Tekstfragment -
________________________
Een overeenkomst als zojuist bedoeld kan mede inhouden dat die andere ondernemer een of meer prestaties tegen een vergoeding verricht jegens de eerstbedoelde ondernemer. Vergelijk in dit verband het arrest van het Hof van Justitie van 23 november 1988, Naturally Yours Cosmetics Ltd, 230/87; in deze zaak was niet slechts sprake van de levering van een goed, maar ingevolge dezelfde overeenkomst ook van een dienst tegen een vergoeding, verricht door de afnemer van het goed. Een dergelijke dienst is aan de heffing van omzetbelasting onderworpen, ook indien deze gelet op de inhoud van de overeenkomst van ondergeschikte betekenis is ten opzichte van de prestatie van de eerstbedoelde ondernemer. Anders gezegd, de in het arrest Card Protection Plan gegeven richtlijnen dienen – anders dan in ’s Hofs hiervoor in 3.2.2 weergegeven oordeel ligt besloten – per bij de overeenkomst betrokken partij afzonderlijk te worden toegepast.
________________________
Op welke datum wees het Hof van Justitie volgens het tekstfragment het arrest Naturally Yours Cosmetics Ltd? Noem alstublieft alleen die datum.

Aangeleverd materiaal -
________________________
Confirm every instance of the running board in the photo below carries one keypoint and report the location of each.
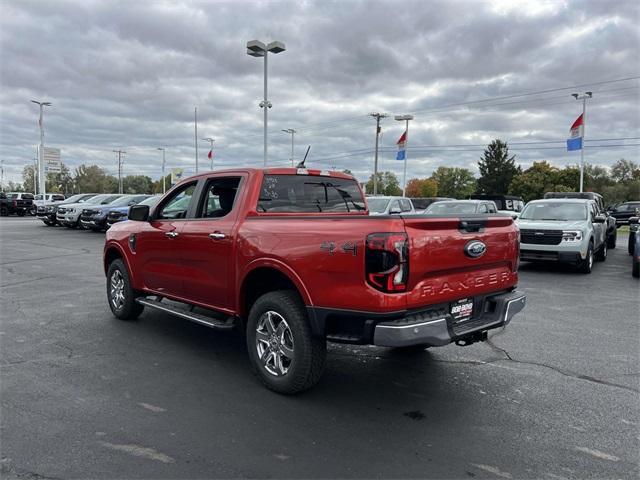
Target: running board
(205, 320)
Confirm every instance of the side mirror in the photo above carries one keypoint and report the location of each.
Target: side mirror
(139, 213)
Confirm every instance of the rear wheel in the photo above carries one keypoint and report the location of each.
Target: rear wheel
(284, 355)
(120, 294)
(612, 239)
(587, 263)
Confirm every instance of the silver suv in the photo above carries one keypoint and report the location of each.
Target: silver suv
(563, 230)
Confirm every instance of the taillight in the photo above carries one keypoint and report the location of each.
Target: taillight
(387, 261)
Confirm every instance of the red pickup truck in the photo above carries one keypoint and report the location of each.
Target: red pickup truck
(292, 257)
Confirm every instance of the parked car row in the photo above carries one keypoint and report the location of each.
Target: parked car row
(91, 211)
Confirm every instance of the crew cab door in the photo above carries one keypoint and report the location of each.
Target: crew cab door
(208, 240)
(158, 243)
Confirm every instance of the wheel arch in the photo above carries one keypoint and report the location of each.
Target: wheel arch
(265, 277)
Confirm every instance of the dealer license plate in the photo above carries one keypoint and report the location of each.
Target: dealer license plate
(462, 309)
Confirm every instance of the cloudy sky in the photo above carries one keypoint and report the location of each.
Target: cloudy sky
(129, 74)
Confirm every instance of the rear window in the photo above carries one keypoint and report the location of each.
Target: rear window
(309, 193)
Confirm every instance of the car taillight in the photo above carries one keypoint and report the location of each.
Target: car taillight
(387, 261)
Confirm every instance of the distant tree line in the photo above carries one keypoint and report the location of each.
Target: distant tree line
(87, 179)
(500, 175)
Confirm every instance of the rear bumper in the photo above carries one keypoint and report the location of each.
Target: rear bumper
(433, 326)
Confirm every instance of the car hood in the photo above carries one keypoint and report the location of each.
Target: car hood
(551, 225)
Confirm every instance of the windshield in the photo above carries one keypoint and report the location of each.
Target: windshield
(554, 211)
(378, 205)
(306, 193)
(447, 208)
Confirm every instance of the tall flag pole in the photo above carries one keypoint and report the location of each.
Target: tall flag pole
(576, 137)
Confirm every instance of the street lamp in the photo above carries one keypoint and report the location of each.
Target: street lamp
(164, 188)
(405, 118)
(256, 48)
(292, 132)
(582, 97)
(41, 180)
(210, 140)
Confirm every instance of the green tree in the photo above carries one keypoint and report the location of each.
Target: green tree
(421, 187)
(93, 179)
(137, 184)
(497, 169)
(536, 180)
(624, 171)
(454, 182)
(388, 184)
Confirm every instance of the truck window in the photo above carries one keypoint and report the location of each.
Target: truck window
(309, 193)
(177, 204)
(405, 205)
(220, 197)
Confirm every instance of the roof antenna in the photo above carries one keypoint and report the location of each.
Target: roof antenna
(301, 164)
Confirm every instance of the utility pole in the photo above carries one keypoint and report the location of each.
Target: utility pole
(41, 179)
(120, 160)
(377, 116)
(292, 132)
(195, 114)
(582, 97)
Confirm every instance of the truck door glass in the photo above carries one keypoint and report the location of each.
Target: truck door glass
(177, 205)
(220, 197)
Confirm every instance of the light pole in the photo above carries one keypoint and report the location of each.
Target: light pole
(582, 97)
(41, 179)
(292, 132)
(163, 179)
(210, 140)
(405, 118)
(256, 48)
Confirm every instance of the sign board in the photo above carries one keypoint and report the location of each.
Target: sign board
(51, 158)
(176, 175)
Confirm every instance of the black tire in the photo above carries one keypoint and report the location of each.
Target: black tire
(587, 264)
(601, 255)
(125, 306)
(612, 239)
(277, 324)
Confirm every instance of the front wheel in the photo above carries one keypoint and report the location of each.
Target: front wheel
(587, 263)
(120, 294)
(284, 355)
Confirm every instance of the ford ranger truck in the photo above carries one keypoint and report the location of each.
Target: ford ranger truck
(292, 258)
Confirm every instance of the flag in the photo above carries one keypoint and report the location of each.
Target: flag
(574, 142)
(402, 145)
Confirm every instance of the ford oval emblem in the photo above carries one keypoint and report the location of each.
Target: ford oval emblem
(475, 249)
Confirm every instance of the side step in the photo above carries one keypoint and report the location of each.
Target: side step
(208, 321)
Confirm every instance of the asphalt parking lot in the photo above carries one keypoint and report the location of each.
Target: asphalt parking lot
(555, 395)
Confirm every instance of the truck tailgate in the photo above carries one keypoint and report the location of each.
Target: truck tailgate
(442, 266)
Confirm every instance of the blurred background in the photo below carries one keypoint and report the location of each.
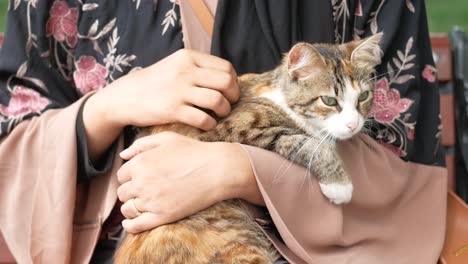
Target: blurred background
(442, 14)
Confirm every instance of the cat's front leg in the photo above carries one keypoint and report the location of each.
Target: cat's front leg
(322, 159)
(334, 181)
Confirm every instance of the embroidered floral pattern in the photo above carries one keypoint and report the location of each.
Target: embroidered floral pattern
(429, 73)
(89, 75)
(62, 23)
(23, 101)
(387, 103)
(170, 18)
(102, 58)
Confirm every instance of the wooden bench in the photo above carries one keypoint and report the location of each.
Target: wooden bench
(443, 59)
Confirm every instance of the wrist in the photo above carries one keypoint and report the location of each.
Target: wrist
(100, 129)
(237, 174)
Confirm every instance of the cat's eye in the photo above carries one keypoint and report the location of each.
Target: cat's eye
(363, 96)
(330, 101)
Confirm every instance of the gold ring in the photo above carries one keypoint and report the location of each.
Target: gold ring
(137, 212)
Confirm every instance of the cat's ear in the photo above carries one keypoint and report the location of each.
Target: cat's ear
(303, 61)
(366, 53)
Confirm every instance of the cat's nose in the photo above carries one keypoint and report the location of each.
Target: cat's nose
(351, 126)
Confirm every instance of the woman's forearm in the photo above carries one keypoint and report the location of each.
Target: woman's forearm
(101, 131)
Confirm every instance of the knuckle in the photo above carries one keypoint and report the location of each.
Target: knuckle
(204, 120)
(183, 53)
(136, 227)
(226, 80)
(217, 100)
(226, 66)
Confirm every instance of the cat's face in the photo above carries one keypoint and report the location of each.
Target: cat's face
(330, 86)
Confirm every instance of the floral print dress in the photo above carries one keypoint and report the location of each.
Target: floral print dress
(55, 51)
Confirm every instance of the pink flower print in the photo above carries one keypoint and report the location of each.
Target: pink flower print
(411, 134)
(89, 75)
(23, 101)
(358, 8)
(429, 73)
(62, 23)
(393, 148)
(387, 103)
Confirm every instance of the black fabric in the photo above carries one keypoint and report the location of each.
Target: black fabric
(88, 169)
(59, 50)
(459, 42)
(259, 32)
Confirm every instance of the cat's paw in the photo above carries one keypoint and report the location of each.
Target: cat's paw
(338, 193)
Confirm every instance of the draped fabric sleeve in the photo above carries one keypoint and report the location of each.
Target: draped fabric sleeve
(44, 215)
(399, 182)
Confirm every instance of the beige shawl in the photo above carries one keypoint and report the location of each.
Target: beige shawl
(397, 214)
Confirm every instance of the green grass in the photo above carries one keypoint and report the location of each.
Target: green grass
(442, 14)
(3, 10)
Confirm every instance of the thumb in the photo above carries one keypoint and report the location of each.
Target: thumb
(146, 143)
(140, 145)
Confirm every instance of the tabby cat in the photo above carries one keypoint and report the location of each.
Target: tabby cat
(320, 93)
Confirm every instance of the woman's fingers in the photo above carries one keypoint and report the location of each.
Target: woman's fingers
(218, 80)
(208, 61)
(209, 99)
(143, 222)
(130, 209)
(195, 117)
(125, 192)
(140, 145)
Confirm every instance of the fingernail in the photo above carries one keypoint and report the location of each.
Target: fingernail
(126, 153)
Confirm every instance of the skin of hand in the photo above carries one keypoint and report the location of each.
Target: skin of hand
(169, 176)
(164, 92)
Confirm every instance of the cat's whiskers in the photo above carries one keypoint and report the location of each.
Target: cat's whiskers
(380, 75)
(308, 176)
(369, 125)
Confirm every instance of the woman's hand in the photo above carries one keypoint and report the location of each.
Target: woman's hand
(170, 177)
(165, 92)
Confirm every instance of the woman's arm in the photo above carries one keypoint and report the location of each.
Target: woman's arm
(173, 176)
(168, 91)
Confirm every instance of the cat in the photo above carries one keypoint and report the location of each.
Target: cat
(319, 94)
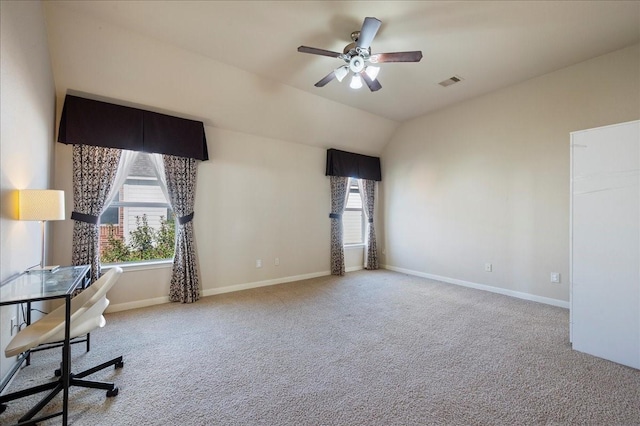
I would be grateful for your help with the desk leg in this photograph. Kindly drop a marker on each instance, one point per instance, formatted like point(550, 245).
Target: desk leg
point(28, 319)
point(66, 360)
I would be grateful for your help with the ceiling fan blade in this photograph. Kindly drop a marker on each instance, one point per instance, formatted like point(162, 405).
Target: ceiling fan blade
point(316, 51)
point(369, 29)
point(379, 58)
point(326, 79)
point(374, 85)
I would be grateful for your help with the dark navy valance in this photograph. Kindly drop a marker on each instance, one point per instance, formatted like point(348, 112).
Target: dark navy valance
point(90, 122)
point(348, 164)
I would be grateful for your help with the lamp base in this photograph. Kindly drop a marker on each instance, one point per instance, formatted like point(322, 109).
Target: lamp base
point(51, 268)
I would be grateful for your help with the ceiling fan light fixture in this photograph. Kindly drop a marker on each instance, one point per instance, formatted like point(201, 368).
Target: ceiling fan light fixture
________________________
Antwoord -
23 november 1988